#### Directive
Could you reproduce the listing below word for word, leaving out the pictures?

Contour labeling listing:
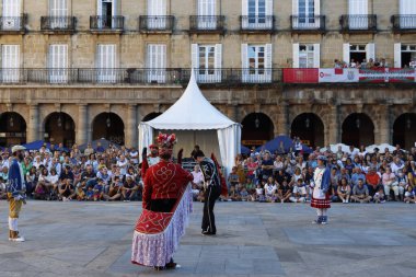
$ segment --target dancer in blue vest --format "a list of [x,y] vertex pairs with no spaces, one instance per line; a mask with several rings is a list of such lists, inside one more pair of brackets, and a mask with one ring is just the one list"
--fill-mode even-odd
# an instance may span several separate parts
[[326,162],[325,155],[317,157],[317,166],[313,173],[313,182],[311,182],[313,187],[311,207],[316,209],[317,219],[313,221],[316,224],[327,224],[328,222],[331,169],[326,166]]
[[12,147],[13,159],[9,169],[9,181],[7,186],[9,201],[9,241],[24,242],[24,238],[19,234],[18,219],[22,205],[26,204],[26,186],[23,176],[21,162],[23,152],[26,150],[22,146]]

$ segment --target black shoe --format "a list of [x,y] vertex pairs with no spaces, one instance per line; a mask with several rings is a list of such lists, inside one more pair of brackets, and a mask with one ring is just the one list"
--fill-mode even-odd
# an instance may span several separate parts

#### Result of this task
$ segment --target dancer in blue vest --format "a list of [x,y] vertex pairs with no spaces, one instance per line; a mask with several rings is a list of such lists, inside one more pair of brackets, and a mask with one ring is just the one list"
--fill-mode even-odd
# an instance may span several separate parts
[[326,162],[325,155],[317,157],[317,166],[313,173],[313,182],[311,182],[313,187],[311,207],[316,209],[317,219],[313,221],[316,224],[327,224],[328,222],[331,169],[326,166]]
[[12,147],[13,159],[9,169],[9,181],[7,186],[9,201],[9,241],[24,242],[24,238],[19,234],[18,219],[22,205],[26,204],[26,186],[23,176],[21,162],[23,152],[26,150],[22,146]]

$ segment --target black shoe --format "a list of [x,y] vertex pairs with no spaces, one instance per line; a mask with several rings is a list of such lists, inside one more pair of brackets, and a mask with one ring is just the one list"
--fill-mode even-odd
# an instance may span several separate parts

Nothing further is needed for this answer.